### Directions for this task
Convert the items below into a Markdown table with the columns Row and Line, putting a row number in the first and each line in the second. Leave out blank lines.

### Input for this task
------------------------

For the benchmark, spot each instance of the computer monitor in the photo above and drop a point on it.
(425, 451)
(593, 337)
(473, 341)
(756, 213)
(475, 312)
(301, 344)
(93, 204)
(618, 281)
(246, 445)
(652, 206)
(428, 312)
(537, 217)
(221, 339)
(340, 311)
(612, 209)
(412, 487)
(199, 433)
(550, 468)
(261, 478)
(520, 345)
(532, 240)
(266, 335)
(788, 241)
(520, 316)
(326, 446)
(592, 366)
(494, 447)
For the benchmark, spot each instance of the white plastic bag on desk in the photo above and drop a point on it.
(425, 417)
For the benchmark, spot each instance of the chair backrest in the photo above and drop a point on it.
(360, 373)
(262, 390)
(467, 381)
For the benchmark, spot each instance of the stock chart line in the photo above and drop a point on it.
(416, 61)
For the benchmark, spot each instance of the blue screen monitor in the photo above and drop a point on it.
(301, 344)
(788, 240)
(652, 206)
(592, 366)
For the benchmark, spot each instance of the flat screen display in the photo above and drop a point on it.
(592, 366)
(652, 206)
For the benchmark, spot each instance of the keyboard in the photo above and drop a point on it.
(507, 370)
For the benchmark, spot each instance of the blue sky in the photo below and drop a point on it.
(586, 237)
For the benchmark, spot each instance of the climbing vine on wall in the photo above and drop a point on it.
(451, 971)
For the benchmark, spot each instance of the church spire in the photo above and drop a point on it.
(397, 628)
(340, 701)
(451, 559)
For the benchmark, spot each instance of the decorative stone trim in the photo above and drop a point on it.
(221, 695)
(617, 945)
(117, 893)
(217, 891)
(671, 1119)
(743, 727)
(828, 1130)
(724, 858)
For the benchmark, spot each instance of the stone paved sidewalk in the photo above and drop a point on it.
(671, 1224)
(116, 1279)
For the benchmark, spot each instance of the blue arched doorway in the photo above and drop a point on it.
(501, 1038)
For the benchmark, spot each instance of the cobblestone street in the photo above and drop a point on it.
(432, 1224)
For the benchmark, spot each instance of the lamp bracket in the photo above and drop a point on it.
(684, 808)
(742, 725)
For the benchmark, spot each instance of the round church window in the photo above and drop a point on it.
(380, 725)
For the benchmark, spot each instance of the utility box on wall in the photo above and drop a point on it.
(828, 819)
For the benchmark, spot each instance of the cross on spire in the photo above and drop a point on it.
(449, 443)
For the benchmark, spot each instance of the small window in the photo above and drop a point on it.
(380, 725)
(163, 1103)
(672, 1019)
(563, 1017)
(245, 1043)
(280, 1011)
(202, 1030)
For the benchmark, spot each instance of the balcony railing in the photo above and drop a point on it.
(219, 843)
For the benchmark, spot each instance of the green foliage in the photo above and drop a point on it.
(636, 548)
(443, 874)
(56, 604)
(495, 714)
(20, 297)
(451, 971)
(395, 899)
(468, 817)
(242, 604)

------------------------

### Complete output
| Row | Line |
|---|---|
| 1 | For the benchmark, spot each instance of the computer monitor in the photo above and drop a point on it. |
| 2 | (425, 451) |
| 3 | (593, 337) |
| 4 | (473, 341) |
| 5 | (756, 213) |
| 6 | (475, 312) |
| 7 | (301, 344) |
| 8 | (93, 204) |
| 9 | (618, 281) |
| 10 | (246, 445) |
| 11 | (652, 206) |
| 12 | (428, 312) |
| 13 | (537, 217) |
| 14 | (221, 339) |
| 15 | (340, 311) |
| 16 | (612, 209) |
| 17 | (412, 487) |
| 18 | (199, 433) |
| 19 | (550, 468) |
| 20 | (261, 478) |
| 21 | (520, 345) |
| 22 | (532, 240) |
| 23 | (266, 335) |
| 24 | (788, 241) |
| 25 | (520, 316) |
| 26 | (326, 446) |
| 27 | (592, 366) |
| 28 | (494, 447) |
| 29 | For the benchmark, spot each instance of the white plastic bag on desk in the photo above and drop a point on it. |
| 30 | (425, 417) |
| 31 | For the benchmark, spot each instance of the chair backrest in the photo above and drop a point on it. |
| 32 | (360, 373) |
| 33 | (262, 390) |
| 34 | (467, 381) |
| 35 | For the benchmark, spot each instance of the stock chart line in the photo above and drop a point on it. |
| 36 | (416, 61) |
| 37 | For the benchmark, spot each instance of the blue screen monitor in the photo above and drop a point on it. |
| 38 | (301, 344) |
| 39 | (788, 240) |
| 40 | (652, 206) |
| 41 | (592, 366) |
| 42 | For the benchmark, spot each instance of the flat screen display in the photo above and drop a point on it. |
| 43 | (592, 366) |
| 44 | (652, 206) |
| 45 | For the benchmark, spot each instance of the keyboard in the photo above and drop a point on it. |
| 46 | (507, 370) |
| 47 | For the benchmark, spot each instance of the blue sky in the photo below and drop a point on it. |
| 48 | (586, 237) |
| 49 | For the benchmark, spot each instance of the climbing vine on wall in the photo above and drop a point on it. |
| 50 | (451, 971) |
| 51 | For the benchmark, spot each instance of the church spire in the photo above and drop a point on it. |
| 52 | (397, 628) |
| 53 | (340, 701) |
| 54 | (451, 559) |
| 55 | For the benchmark, spot each instance of the decorative stone trim in the photo above and drop a point on it. |
| 56 | (221, 695) |
| 57 | (617, 945) |
| 58 | (117, 893) |
| 59 | (217, 891) |
| 60 | (671, 1119) |
| 61 | (743, 727) |
| 62 | (828, 1130) |
| 63 | (724, 858) |
| 64 | For the benchmark, spot each instance of the stone paved sidewalk in the photo above and drop a point on it. |
| 65 | (671, 1224) |
| 66 | (116, 1279) |
| 67 | For the benchmark, spot each instance of the blue arched doorway in the photo above and drop a point on it. |
| 68 | (501, 1038) |
| 69 | For the benchmark, spot each instance of the cobblestone street in the photo above and drop a point on it. |
| 70 | (432, 1224) |
| 71 | For the benchmark, spot each instance of the lamp bracket in the photo above and drop a point on it. |
| 72 | (684, 808) |
| 73 | (742, 725) |
| 74 | For the benchmark, spot each instance of the round church window in the photo above and drop a point on it. |
| 75 | (380, 725) |
| 76 | For the benchmark, spot each instance of the utility box on wall in the photo above and drop a point on it. |
| 77 | (828, 819) |
| 78 | For the benchmark, spot each instance of the cross on spire in the photo above and drop a point on it. |
| 79 | (449, 443) |
| 80 | For the benchmark, spot each instance of the small window in the photo above and drop a point on it. |
| 81 | (380, 725) |
| 82 | (163, 1103) |
| 83 | (672, 1019) |
| 84 | (563, 1017) |
| 85 | (245, 1043) |
| 86 | (280, 1011) |
| 87 | (202, 1030) |
| 88 | For the benchmark, spot each instance of the balcony railing in the photo above and drop a point on it. |
| 89 | (219, 843) |
| 90 | For the benchmark, spot each instance of the green foliage in the photo above and drop a point on it. |
| 91 | (636, 548) |
| 92 | (443, 874) |
| 93 | (56, 604) |
| 94 | (495, 714) |
| 95 | (20, 297) |
| 96 | (451, 971) |
| 97 | (395, 899) |
| 98 | (468, 817) |
| 99 | (242, 604) |